### Document excerpt
With over 110km already under our wheels we slowly inched our way up the 1000m climb to the route’s high point at Duffers Saddle (1280m / 4200ft), regrouping with Bill and Brett for a group photo to celebrate. Sadly it was not all downhill to the finish, we still had another 50km and 500m up the Nevis Valley to get done. My legs were not impressed about the overtime in the saddle, so I had to channel Jens Voight and give them a talking to “Shut up legs, do as I tell you” before happily arriving at the rustic Garston Ski Hut at 9:30pm. It was our longest day by a couple of hours, but we felt like the lazy ones as we got into our cosy sleeping bags while a steady stream of Godzone adventure race teams trickled by, enveloped in their little bubbles of light and fatigue.

### Input data

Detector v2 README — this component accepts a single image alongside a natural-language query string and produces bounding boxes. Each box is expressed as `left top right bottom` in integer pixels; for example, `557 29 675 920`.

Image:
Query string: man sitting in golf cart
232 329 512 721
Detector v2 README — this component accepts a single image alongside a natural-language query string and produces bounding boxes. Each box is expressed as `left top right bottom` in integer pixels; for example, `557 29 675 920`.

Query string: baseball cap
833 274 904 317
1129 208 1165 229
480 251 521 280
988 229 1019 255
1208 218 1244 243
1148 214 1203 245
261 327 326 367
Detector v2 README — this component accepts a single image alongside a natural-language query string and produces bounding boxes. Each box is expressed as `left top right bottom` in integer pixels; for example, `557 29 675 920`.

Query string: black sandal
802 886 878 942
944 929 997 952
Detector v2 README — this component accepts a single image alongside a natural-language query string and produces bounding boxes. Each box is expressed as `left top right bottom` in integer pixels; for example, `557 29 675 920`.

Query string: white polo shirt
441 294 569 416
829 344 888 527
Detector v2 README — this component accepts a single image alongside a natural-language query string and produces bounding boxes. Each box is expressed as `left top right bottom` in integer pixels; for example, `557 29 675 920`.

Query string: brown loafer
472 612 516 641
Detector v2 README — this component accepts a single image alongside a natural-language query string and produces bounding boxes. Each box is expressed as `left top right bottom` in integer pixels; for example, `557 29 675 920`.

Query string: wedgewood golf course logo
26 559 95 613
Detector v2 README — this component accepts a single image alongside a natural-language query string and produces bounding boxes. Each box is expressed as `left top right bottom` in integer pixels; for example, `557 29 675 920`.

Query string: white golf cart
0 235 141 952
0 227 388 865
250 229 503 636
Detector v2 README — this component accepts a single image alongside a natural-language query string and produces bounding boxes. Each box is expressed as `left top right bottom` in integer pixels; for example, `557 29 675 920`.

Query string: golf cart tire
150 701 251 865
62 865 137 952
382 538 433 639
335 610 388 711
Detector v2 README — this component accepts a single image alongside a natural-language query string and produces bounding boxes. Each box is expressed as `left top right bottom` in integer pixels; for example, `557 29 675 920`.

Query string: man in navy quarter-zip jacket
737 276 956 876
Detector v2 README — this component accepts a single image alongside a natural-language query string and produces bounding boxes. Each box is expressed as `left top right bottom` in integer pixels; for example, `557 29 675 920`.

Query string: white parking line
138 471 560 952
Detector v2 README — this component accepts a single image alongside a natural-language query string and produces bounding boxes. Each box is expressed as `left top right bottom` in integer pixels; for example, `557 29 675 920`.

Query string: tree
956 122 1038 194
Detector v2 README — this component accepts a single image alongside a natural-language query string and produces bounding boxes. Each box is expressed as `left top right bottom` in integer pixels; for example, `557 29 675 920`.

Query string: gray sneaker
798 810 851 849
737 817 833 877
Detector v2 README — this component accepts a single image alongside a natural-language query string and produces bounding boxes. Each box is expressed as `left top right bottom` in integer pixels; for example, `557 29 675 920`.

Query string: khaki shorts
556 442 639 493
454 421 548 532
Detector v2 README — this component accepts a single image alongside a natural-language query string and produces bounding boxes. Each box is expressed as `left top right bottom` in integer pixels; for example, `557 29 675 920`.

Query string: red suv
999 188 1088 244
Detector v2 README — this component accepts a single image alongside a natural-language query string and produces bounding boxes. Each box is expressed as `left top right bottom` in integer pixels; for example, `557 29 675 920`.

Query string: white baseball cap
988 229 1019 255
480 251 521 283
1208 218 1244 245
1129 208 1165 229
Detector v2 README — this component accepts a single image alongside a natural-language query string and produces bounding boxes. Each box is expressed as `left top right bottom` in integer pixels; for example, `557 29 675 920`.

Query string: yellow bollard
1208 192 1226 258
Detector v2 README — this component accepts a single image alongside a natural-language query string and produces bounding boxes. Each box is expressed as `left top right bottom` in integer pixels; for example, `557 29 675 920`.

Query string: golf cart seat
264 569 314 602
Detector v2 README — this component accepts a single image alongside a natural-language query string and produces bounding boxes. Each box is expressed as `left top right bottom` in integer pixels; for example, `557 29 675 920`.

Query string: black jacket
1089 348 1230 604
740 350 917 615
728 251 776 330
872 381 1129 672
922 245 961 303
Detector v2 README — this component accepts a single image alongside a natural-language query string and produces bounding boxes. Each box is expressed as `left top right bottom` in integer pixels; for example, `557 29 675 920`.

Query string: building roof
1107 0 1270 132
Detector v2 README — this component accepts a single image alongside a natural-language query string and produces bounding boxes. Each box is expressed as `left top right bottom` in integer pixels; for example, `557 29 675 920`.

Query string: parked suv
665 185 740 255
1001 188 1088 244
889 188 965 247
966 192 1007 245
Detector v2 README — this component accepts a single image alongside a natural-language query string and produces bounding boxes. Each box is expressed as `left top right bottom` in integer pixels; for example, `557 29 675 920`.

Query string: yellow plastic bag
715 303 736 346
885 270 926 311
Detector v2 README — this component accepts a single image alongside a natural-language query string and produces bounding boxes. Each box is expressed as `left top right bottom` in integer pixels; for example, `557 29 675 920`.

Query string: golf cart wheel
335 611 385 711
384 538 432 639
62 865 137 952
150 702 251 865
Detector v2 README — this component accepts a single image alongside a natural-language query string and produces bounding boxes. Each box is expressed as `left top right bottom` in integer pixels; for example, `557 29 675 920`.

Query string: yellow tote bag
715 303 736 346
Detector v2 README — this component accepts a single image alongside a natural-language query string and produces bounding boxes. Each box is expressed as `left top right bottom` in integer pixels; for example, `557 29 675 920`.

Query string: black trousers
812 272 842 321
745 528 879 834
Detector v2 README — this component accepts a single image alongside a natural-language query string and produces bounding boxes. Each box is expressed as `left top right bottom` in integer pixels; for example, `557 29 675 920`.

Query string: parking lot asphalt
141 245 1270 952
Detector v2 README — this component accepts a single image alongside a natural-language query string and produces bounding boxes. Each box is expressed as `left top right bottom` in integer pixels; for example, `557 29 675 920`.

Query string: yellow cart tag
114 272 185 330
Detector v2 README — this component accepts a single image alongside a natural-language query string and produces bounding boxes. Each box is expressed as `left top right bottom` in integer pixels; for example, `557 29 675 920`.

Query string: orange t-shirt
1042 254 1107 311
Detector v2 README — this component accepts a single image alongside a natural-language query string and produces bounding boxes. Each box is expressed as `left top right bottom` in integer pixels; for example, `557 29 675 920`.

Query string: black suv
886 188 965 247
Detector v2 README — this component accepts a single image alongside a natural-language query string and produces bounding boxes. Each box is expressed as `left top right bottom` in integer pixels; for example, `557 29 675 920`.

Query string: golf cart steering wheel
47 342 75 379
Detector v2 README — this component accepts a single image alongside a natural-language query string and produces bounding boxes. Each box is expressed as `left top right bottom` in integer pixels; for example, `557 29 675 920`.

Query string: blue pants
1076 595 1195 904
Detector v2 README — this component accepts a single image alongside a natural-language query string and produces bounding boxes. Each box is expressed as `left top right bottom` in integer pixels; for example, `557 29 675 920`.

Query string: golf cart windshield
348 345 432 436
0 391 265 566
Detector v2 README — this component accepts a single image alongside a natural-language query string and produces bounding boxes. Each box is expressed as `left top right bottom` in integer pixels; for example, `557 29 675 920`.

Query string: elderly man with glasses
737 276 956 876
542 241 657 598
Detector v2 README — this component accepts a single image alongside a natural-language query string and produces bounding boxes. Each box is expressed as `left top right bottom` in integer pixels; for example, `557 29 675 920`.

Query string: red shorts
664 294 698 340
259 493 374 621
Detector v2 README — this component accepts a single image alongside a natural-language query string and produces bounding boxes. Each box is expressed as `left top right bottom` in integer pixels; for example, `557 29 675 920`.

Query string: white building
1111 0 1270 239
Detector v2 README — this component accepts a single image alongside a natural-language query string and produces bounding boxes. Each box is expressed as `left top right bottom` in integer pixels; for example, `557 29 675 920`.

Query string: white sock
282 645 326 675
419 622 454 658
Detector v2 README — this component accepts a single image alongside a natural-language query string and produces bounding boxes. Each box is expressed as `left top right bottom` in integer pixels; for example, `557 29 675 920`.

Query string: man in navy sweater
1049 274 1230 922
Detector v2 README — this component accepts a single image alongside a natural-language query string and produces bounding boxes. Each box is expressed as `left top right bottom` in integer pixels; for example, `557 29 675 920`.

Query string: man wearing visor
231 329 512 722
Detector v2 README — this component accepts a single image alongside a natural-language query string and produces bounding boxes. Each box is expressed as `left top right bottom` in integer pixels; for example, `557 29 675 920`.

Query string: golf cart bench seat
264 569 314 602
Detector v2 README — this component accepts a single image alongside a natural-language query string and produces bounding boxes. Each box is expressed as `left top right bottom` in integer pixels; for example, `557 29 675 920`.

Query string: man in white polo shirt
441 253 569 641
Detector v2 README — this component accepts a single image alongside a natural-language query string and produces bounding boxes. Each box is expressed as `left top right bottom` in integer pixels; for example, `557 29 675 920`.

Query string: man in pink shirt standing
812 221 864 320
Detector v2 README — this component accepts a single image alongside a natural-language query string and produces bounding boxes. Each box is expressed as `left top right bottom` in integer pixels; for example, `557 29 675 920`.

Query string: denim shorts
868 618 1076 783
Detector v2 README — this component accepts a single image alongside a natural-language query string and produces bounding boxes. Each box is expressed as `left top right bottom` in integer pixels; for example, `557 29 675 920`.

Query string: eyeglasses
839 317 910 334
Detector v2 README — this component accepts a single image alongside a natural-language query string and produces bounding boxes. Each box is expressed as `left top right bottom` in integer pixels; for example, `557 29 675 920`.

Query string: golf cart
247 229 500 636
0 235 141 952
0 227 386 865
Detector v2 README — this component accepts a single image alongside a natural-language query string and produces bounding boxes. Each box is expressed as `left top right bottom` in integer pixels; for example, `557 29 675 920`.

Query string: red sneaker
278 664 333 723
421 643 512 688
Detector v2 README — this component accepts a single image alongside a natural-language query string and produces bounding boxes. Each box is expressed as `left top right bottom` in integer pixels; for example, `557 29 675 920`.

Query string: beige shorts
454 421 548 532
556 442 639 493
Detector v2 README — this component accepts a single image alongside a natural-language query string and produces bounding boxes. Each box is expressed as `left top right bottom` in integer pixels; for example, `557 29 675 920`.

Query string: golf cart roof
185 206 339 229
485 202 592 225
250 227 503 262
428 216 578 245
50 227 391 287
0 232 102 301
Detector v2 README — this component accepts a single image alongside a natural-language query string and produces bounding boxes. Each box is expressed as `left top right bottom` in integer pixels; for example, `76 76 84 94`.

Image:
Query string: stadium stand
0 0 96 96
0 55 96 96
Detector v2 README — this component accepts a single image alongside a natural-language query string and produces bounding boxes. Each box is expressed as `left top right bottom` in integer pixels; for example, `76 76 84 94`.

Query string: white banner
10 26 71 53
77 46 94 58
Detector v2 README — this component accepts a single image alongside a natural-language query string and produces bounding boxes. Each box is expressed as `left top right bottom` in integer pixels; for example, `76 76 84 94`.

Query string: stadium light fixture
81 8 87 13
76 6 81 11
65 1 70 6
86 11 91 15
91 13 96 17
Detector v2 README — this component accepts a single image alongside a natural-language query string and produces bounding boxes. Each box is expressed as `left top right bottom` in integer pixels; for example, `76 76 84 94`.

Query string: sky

### Set of tasks
A – In the cycling account, at what time did the riders arrive at the Garston Ski Hut?
B – Continue the cycling account from its final sentence.

### Response list
A – 9:30pm

B –
What goes up must go down, and when it’s a 650m descent to hit The Coffee Bomb caravan in Garston it takes no time at all. The caffeine kept us rolling along nicely on the Round the Mountains Trail, though the chore of opening gates through the Southland farms got a little tedious. Our self appointed domestique Debbie kindly went ahead and made the job a little easier for those of us lagging behind. Never one to shirk her responsibilities, our chief apple taster Rachel checked a few more trees off on the way to Mossburn for a venison pie and, you guessed it, coffee top-up for the remaining leg to Te Anau. With just 125km to go we spent the evening socializing with other riders: the three B’s Bill, Brett and Bruce who we’d played tag with for the whole ride, Andrew and Hazel who’d finished earlier that day, and a couple of others just watching the dots this time around.

It had been 13 years since my last visit to Fiordland National Park, part of Te Wähipounamu-South West New Zealand UNESCO World Heritage Area, and I’d forgotten how dramatic the stunning sheer-sided alpine scenery was. Needless to say the last day was our slowest, as we rode along craning our necks to try and take it all in, and making countless photo stops.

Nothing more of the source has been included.